#### Exercise data ####

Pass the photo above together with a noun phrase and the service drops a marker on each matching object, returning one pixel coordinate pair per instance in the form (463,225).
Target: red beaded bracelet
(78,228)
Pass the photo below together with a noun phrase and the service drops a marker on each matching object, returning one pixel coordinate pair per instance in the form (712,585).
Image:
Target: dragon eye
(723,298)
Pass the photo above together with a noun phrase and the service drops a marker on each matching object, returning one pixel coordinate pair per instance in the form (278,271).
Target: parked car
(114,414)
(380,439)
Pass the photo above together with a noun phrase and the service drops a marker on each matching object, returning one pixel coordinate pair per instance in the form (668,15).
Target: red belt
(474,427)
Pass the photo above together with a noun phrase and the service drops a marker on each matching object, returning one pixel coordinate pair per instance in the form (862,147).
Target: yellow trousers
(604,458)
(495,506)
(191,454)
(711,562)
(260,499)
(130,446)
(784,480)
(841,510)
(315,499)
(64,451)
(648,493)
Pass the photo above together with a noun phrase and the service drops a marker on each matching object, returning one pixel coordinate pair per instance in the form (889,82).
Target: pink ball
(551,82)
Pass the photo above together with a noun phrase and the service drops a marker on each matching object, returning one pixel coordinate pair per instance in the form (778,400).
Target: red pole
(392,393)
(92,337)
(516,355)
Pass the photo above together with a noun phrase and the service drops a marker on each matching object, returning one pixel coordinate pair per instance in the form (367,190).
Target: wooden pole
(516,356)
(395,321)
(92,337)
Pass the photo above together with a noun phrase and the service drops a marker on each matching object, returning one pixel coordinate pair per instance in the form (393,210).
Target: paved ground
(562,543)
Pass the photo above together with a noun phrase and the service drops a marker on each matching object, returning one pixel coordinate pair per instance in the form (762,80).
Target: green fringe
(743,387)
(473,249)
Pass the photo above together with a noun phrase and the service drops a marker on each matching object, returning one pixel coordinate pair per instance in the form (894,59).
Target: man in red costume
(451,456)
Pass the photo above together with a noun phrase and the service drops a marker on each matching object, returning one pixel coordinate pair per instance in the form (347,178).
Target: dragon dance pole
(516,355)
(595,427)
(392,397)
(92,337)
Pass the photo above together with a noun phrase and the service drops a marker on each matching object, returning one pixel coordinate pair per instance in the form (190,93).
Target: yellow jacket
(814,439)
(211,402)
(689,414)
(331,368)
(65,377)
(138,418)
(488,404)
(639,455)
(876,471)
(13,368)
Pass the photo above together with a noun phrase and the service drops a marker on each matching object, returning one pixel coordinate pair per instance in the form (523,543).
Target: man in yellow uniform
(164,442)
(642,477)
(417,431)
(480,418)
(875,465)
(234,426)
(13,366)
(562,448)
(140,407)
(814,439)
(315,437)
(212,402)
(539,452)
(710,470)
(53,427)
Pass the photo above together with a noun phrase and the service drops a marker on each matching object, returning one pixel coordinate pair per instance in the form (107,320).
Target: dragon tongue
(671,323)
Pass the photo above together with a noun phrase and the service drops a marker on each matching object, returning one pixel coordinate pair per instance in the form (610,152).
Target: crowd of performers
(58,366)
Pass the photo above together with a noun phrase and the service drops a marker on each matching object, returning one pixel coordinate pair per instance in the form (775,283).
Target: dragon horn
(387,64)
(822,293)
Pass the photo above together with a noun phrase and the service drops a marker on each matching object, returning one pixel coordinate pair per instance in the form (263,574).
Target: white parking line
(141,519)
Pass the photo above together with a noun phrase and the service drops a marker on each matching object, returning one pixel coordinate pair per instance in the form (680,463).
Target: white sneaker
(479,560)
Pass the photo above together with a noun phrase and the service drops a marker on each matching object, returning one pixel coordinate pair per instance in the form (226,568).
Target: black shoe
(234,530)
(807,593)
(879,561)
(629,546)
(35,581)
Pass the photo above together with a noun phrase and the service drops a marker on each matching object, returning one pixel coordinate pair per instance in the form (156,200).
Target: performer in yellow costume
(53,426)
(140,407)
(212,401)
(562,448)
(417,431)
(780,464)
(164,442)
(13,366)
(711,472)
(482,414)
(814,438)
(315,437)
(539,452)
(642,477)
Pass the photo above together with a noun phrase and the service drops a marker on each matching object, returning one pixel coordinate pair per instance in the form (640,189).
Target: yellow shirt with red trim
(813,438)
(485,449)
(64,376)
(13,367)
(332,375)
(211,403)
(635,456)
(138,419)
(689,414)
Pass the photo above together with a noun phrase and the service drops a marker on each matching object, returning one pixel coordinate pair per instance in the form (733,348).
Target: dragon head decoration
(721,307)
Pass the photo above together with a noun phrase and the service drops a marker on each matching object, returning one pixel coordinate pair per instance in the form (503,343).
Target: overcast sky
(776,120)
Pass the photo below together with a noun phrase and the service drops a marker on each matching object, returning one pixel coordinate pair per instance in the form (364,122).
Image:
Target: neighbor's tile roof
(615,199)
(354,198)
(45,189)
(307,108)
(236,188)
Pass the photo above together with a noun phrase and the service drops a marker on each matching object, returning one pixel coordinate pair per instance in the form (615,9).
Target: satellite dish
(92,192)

####

> **Stated exercise**
Please quote every line of the material above word for word, without changing anything.

> **Exercise result**
Pass the photo above together with a noun phrase and the service drops a marker on each matching object, returning one pixel coordinate pair per instance in the form (463,225).
Target: red beaded bracelet
(78,228)
Pass the photo below together with a noun phrase and the service drops a marker on each matching object, returning one pixel coordinate pair per instance in the form (712,585).
Image:
Target: dragon eye
(723,298)
Pass the photo above together with a noun phrase and the service drops a marker on each matching object, returning one pixel coordinate pair per instance in the form (278,271).
Target: parked car
(114,414)
(380,439)
Pass the photo above together with a noun phrase and the service drops a marker on each matching object, returning one pixel coordinate pair per instance in the form (668,15).
Target: red belt
(474,427)
Pass the photo above together with a noun phrase and the service drops a marker on each matching object, returning one pixel coordinate pair per instance in the form (862,147).
Target: yellow trousers
(604,458)
(495,506)
(191,454)
(711,562)
(260,499)
(130,446)
(784,480)
(841,510)
(315,499)
(64,451)
(648,493)
Pass the photo above together with a noun phrase and the service drops a marker on each matching object, returning one pixel coordinate pair per instance in the form (889,82).
Target: pink ball
(551,82)
Pass the photo above together with a noun phrase and the service drops a marker on each matching object, returning one pixel coordinate pair per instance in the form (778,400).
Target: red pole
(392,393)
(92,337)
(516,355)
Pass the photo above together with a noun phrase and the service drops a marker on each matching object, returning one pixel coordinate pair per instance in the form (367,190).
Target: wooden pole
(516,356)
(395,321)
(92,337)
Pass the photo above together with a noun phrase and the service drops a marker on each matching object, returning one pixel coordinate pair per instance in the form (393,210).
Target: paved ground
(562,543)
Pass the photo above together with a noun phrase and the service drops a marker on each matching object, returning one pixel coordinate pair per instance in the form (762,80).
Target: green fringe
(743,387)
(473,249)
Pass the photo above together with a noun phrase and the service drops a marker on each matching object, returning one pixel coordinate pair per instance in the form (894,59).
Target: man in red costume
(451,456)
Pass the photo above together with a noun phrase and the service drops a marker on each matching object, returning one pixel coordinate pair per instance in the form (347,178).
Target: dragon dance pole
(516,355)
(595,427)
(392,397)
(92,337)
Pass the photo above together with a noun phrase and the service drops a marker on each matching object, returning one pixel coordinate pair per instance in the form (190,93).
Target: yellow jacket
(814,439)
(211,402)
(689,414)
(331,368)
(65,377)
(138,418)
(488,404)
(639,455)
(876,471)
(13,368)
Pass the photo above together with a noun phrase and the service drops a marker on each matching object, returning one pixel coordinate pair per instance in the form (523,543).
Target: man in yellow uniform
(164,442)
(642,477)
(417,431)
(480,418)
(875,465)
(234,426)
(13,366)
(562,448)
(140,407)
(814,439)
(315,437)
(212,402)
(539,452)
(710,470)
(53,427)
Pass the photo above together with a noun phrase and the service drops a marker on each matching object, returning one pixel coordinate pair per instance in the form (107,320).
Target: dragon tongue
(671,323)
Pass the photo above together with a noun phrase and the service drops a marker on each matching object, returning one pixel coordinate pair per instance in the form (610,152).
Target: crowd of performers
(58,366)
Pass the photo above together with a noun phrase and the service drops a marker on each matching object, returning one pixel coordinate pair per instance in the form (775,283).
Target: dragon horn
(387,64)
(822,293)
Pass the photo above together with a noun phrase and the service drops a marker on each matching object, returning one pixel coordinate pair per instance in the form (263,574).
Target: white parking line
(141,519)
Pass the photo above together with a noun phrase and the service drops a marker on each matching object, returning one pixel coordinate pair per instance in the form (680,463).
Target: white sneaker
(479,560)
Pass the photo above together with a noun phrase and the service drops a marker on each matching object, returning one pixel coordinate pair per instance in the form (226,568).
Target: black shoe
(234,530)
(807,593)
(879,561)
(629,546)
(35,581)
Pass the photo above together with a noun phrase and the service drops a marker on each matching object, returning one pixel coordinate pair per instance in the form (156,200).
Target: performer in yellow costume
(53,426)
(140,407)
(212,401)
(562,448)
(417,431)
(780,464)
(164,442)
(13,366)
(711,472)
(482,414)
(814,438)
(315,437)
(539,452)
(642,477)
Pass the photo above together with a noun phrase and the service drops a marker on each matching object, returning one pixel coordinate pair per instance in the form (640,189).
Target: yellow shirt with red trim
(813,438)
(485,449)
(64,376)
(13,367)
(332,375)
(211,403)
(635,456)
(138,419)
(689,414)
Pass the photo above together with a noun phrase and the service drops a marker on each matching object, returning one pixel coordinate pair per instance in the form (733,348).
Target: dragon head decoration
(721,307)
Pass the photo above together with a noun phrase and the service drops a marker on each matching object, returning one pixel coordinate pair per instance in the form (503,343).
Target: overcast sky
(776,120)
Pass the photo below together with a noun phrase and the service drops a marker on each matching object, returning one pixel coordinate pair per instance in the form (364,122).
Image:
Target: neighbor's tile roof
(615,199)
(354,198)
(45,189)
(307,108)
(236,188)
Pass the photo above together with a noun phrase and the service drops a marker on each matching object, returning one pixel coordinate pair per instance in the form (615,9).
Target: satellite dish
(92,192)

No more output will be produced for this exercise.